═════ TEXT SHOWN

My Lien was Bonded Off. Now What? - Webinar

When a payment bond (surety bond Florida) is required, why use SunRay to put a lien on the property, and how to serve Claim of Lien with a Notice of Commencement.

ARIELA WAGNER

by

Ariela Wagner

|

WORKER SMILING

Attorney Reviewed

Last updated:

Sep

24

,

2024

Published:

Oct 21, 2022

11 Mins

Read

What is a lien and how does it work? The definition of a mechanic’s lien Florida according to Floria lien law is a fundamental definition you should know. Also learn what a lien foreclosure action is, when to serve a Contractor’s Final Affidavit, when to serve a Notice to Owner, why use SunRay to put a lien on the property, how to serve a Claim of Lien with a Notice of Commencement, what ‘bonding off a lien’ in Florida means, when a payment bond (surety bond Florida) is required, and what to do after your lien is bonded off.

This blog is from a webinar that was presented by SunRay Construction Solutions and Alex Barthet. Alex is a board-certified construction lawyer serving clients in Florida. In this blog we will discuss the top three lien release mistakes that you cannot afford to make to ensure that you collect all the money you deserve.

Let us start with the fundamentals.  

What Is a Lien and How Does It Work?

══════════

§ REQUIRED WORK
a) On the webinar page, what kind of lawyer is Alex Barthet?
b) From the webinar page, write out the passage from "What is a lien and how does it work? The" to "money you deserve.".
c) The sentence starting "Also learn" on the webinar page lists several topics. Name every topic in that list.

═════ DATA

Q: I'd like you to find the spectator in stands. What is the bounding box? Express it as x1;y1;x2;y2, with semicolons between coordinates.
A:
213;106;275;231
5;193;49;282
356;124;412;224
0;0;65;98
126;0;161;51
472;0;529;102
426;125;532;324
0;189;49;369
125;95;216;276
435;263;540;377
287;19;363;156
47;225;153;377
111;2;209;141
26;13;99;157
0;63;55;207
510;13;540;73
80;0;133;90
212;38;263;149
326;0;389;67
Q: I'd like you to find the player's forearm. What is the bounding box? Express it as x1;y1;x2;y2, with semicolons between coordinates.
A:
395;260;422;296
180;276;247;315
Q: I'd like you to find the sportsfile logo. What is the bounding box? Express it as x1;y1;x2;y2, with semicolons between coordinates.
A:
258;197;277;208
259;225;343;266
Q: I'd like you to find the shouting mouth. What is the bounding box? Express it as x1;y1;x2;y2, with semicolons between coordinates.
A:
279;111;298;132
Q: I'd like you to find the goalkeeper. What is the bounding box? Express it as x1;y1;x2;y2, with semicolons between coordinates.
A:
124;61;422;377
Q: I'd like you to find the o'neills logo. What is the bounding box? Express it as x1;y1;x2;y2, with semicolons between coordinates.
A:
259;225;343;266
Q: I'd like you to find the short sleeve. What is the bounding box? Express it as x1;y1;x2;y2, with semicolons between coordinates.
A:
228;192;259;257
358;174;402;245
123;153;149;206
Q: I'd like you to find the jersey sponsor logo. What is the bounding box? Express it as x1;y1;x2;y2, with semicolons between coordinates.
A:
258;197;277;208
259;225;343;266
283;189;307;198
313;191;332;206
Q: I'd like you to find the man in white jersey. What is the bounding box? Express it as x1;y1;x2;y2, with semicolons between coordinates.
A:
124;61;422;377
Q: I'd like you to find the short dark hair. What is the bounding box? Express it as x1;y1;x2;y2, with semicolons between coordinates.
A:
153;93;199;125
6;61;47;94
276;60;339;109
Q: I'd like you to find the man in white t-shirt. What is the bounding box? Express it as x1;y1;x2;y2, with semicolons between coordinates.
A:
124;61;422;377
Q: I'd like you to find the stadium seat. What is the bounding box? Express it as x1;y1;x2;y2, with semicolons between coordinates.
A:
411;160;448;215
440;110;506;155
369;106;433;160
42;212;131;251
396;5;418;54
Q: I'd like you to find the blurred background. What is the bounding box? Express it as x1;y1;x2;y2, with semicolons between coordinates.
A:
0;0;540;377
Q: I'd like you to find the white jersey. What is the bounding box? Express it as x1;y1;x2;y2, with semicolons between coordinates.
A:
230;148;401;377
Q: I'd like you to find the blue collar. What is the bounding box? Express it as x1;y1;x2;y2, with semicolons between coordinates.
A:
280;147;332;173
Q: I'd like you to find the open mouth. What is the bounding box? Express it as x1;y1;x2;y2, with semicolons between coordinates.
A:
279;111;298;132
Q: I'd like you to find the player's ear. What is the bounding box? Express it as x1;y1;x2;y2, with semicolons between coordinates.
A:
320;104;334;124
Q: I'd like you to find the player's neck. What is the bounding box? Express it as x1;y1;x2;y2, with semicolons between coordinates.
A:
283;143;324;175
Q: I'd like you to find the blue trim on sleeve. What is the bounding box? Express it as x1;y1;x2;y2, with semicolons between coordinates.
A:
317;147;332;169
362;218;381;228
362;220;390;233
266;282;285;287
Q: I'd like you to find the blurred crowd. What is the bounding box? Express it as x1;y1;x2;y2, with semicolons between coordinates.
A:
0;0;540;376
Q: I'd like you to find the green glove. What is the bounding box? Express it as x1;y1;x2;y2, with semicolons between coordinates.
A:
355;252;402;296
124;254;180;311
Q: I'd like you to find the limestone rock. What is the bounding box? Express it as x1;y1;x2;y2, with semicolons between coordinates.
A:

══════════

§ PER-TASK OUTPUTS
a) A board-certified construction lawyer serving clients in Florida.

b)
What is a lien and how does it work? The definition of a mechanic’s lien Florida according to Floria lien law is a fundamental definition you should know. Also learn what a lien foreclosure action is, when to serve a Contractor’s Final Affidavit, when to serve a Notice to Owner, why use SunRay to put a lien on the property, how to serve a Claim of Lien with a Notice of Commencement, what ‘bonding off a lien’ in Florida means, when a payment bond (surety bond Florida) is required, and what to do after your lien is bonded off.

This blog is from a webinar that was presented by SunRay Construction Solutions and Alex Barthet. Alex is a board-certified construction lawyer serving clients in Florida. In this blog we will discuss the top three lien release mistakes that you cannot afford to make to ensure that you collect all the money you deserve.

c)
- What a lien foreclosure action is
- When to serve a Contractor's Final Affidavit
- When to serve a Notice to Owner
- Why use SunRay to put a lien on the property
- How to serve a Claim of Lien with a Notice of Commencement
- What "bonding off a lien" in Florida means
- When a payment bond (surety bond Florida) is required
- What to do after your lien is bonded off